(Entries taken from a collection)
————————

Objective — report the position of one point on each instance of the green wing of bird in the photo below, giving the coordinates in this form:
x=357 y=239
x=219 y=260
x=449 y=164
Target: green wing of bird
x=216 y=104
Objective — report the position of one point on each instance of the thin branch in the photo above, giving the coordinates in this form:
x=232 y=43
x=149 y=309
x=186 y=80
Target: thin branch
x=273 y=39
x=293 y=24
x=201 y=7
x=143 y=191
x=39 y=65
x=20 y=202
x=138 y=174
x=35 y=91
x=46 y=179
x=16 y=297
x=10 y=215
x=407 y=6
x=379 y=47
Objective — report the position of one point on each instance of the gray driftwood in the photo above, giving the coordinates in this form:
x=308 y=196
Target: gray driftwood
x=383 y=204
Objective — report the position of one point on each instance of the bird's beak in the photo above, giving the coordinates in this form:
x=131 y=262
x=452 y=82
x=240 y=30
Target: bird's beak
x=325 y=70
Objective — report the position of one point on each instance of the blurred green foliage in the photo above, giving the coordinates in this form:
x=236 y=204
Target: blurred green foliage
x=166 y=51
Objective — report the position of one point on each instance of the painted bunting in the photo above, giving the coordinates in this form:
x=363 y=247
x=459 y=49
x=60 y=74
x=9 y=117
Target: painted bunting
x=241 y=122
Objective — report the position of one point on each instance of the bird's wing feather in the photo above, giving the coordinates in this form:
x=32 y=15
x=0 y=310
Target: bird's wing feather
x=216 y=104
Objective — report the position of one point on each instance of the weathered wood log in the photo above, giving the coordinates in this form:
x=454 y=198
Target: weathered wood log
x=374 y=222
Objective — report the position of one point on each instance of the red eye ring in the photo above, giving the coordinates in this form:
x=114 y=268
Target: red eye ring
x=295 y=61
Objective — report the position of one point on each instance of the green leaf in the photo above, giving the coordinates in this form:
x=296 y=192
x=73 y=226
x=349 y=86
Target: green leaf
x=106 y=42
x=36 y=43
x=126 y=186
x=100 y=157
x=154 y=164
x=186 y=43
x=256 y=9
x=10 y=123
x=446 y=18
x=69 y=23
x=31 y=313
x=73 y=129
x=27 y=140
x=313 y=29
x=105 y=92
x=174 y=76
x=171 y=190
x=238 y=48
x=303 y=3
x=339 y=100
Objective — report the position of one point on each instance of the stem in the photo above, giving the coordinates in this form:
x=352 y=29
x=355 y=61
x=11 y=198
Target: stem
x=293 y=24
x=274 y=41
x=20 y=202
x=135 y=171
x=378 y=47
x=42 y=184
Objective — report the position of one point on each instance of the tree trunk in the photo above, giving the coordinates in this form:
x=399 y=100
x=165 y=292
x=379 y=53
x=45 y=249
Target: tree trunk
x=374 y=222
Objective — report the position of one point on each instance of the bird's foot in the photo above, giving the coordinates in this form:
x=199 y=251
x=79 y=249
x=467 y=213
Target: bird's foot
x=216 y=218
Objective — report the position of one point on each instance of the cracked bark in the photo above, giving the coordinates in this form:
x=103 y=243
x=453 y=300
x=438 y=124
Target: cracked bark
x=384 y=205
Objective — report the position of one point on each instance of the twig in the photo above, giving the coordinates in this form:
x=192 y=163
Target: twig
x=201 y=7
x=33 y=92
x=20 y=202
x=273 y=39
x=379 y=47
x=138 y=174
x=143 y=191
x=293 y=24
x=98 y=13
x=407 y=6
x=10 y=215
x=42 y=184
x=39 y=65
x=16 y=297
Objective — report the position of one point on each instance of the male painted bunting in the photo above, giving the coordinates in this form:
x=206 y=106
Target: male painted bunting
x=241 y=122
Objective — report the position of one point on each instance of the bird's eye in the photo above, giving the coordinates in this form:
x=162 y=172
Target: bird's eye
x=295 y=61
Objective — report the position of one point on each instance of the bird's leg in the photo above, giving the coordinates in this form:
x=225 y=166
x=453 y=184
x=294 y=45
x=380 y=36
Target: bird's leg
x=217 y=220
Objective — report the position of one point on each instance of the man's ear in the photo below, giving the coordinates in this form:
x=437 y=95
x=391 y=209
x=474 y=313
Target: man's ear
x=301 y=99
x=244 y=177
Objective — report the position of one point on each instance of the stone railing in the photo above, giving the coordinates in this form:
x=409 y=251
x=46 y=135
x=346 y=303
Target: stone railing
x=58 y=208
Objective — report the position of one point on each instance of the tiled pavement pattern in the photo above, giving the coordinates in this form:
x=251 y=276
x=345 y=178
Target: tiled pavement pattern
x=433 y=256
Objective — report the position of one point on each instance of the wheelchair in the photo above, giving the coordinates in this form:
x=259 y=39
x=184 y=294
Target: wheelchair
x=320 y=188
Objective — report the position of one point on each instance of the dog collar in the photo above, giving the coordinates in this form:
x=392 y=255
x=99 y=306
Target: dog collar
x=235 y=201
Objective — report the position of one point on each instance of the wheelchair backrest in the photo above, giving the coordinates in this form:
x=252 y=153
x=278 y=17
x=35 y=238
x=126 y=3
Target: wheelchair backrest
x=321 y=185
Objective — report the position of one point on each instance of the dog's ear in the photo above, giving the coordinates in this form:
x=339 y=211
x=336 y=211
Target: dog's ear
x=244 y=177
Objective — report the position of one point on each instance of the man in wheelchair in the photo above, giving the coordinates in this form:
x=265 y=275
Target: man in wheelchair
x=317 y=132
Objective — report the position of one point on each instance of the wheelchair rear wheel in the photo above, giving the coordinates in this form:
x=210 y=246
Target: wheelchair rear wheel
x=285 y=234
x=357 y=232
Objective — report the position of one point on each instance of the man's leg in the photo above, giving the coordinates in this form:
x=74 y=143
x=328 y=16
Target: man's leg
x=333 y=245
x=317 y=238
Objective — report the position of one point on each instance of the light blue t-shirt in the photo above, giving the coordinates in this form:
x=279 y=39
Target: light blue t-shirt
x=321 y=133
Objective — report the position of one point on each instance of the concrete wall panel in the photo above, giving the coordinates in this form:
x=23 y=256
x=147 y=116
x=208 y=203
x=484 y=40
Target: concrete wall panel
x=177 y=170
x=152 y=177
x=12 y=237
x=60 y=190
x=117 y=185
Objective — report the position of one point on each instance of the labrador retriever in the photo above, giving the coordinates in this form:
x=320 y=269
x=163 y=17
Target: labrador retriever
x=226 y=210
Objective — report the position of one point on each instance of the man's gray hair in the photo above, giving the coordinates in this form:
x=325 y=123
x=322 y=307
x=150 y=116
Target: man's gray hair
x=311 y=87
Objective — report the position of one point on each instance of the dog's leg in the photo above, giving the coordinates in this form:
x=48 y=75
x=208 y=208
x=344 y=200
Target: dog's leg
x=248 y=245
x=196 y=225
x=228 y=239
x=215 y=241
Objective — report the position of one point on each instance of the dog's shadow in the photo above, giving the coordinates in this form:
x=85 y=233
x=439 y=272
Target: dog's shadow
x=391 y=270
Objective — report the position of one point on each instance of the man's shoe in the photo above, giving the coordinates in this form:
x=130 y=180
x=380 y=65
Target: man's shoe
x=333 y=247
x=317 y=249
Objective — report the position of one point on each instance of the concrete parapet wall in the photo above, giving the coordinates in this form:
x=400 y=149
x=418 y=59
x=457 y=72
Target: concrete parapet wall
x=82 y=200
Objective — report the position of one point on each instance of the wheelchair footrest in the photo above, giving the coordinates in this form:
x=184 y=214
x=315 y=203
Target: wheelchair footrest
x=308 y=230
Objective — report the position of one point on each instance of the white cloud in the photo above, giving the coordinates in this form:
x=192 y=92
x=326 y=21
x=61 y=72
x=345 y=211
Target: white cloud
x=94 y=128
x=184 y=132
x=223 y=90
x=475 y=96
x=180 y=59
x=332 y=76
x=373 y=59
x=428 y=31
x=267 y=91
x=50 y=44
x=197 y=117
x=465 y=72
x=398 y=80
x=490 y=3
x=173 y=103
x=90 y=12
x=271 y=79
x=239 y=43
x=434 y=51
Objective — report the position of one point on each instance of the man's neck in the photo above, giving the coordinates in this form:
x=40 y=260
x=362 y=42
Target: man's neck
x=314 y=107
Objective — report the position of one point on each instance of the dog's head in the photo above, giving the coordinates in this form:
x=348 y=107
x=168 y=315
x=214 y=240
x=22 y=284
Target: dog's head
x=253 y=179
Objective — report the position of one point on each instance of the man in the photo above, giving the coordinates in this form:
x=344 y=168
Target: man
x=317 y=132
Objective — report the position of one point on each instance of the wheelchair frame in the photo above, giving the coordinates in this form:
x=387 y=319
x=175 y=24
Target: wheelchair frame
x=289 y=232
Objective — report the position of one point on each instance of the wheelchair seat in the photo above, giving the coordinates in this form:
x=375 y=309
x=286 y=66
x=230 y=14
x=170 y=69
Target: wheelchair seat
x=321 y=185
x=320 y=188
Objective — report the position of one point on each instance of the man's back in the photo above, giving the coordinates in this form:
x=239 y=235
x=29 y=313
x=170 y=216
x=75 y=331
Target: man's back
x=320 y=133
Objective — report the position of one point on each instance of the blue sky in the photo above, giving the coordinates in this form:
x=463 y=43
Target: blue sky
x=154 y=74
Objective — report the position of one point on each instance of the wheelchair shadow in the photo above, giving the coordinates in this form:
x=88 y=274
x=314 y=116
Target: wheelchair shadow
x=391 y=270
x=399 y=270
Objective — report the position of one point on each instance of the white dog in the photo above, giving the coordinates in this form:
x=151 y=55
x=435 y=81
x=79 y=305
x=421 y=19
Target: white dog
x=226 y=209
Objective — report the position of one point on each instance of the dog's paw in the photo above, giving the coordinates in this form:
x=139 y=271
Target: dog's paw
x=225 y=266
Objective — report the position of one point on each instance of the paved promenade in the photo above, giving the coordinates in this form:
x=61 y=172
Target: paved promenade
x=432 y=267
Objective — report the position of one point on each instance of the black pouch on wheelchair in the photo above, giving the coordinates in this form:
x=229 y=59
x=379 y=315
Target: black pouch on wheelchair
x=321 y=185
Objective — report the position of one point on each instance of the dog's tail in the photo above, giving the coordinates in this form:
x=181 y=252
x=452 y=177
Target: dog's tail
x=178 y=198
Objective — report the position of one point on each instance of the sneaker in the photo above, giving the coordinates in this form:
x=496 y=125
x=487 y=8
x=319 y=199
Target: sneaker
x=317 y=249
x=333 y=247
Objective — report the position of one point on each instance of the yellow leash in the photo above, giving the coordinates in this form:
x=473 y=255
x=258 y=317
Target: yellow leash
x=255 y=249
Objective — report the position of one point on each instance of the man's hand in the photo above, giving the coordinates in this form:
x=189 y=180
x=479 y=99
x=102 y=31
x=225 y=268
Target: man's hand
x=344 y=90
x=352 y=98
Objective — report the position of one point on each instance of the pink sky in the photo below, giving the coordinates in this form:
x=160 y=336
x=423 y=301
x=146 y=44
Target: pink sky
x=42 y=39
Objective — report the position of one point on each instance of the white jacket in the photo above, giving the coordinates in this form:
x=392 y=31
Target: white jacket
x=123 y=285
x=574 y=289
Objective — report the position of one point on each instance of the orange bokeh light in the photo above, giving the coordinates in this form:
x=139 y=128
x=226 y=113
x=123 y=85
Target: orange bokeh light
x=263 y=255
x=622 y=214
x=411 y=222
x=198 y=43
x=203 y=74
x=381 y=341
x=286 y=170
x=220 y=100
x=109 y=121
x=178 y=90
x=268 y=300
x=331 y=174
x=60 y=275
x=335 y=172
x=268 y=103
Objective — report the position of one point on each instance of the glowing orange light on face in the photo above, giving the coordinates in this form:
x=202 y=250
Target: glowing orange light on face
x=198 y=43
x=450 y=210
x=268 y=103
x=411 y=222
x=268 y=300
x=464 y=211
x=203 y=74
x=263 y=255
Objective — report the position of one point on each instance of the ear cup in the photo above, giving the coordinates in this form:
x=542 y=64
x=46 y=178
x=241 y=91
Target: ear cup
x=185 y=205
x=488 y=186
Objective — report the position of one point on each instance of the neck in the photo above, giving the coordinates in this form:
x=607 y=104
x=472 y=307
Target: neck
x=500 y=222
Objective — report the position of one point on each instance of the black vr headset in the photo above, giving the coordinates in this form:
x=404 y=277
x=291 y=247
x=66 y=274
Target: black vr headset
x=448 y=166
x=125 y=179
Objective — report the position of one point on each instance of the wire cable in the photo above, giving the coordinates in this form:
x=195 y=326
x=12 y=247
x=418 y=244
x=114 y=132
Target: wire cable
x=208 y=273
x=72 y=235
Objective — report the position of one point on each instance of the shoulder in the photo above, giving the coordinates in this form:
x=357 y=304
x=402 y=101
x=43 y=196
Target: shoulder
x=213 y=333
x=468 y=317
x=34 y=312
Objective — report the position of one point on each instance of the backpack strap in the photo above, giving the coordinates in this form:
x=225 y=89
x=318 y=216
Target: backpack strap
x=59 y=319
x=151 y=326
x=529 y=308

————————

Beginning at the line that contains "of the neck", retype each line of the listing up to and including the last one, exactly as it stands, and nothing else.

Objective — report the position of one point on each instance of the neck in the photo above, giving the coordinates in this form:
x=607 y=104
x=472 y=307
Target: neck
x=500 y=222
Objective — report the position of one point on each instance of the black vr headset in the photo above, giving the coordinates in this form:
x=404 y=277
x=291 y=247
x=66 y=274
Target: black vr headset
x=448 y=166
x=125 y=179
Objective — report the position of one point on each instance of the wire cable in the photo above, giving the coordinates in this form:
x=195 y=326
x=12 y=247
x=418 y=244
x=114 y=132
Target: wire cable
x=208 y=273
x=72 y=235
Objective — report the position of one point on each instance of the shoulder in the photo above, giving the coordinates in this form:
x=357 y=304
x=402 y=101
x=43 y=196
Target: shoulder
x=213 y=333
x=468 y=317
x=34 y=312
Objective — report the position of one point on each instance of the backpack strap in the photo above, giving the coordinates in this form:
x=225 y=89
x=318 y=216
Target: backpack strap
x=59 y=319
x=151 y=326
x=529 y=308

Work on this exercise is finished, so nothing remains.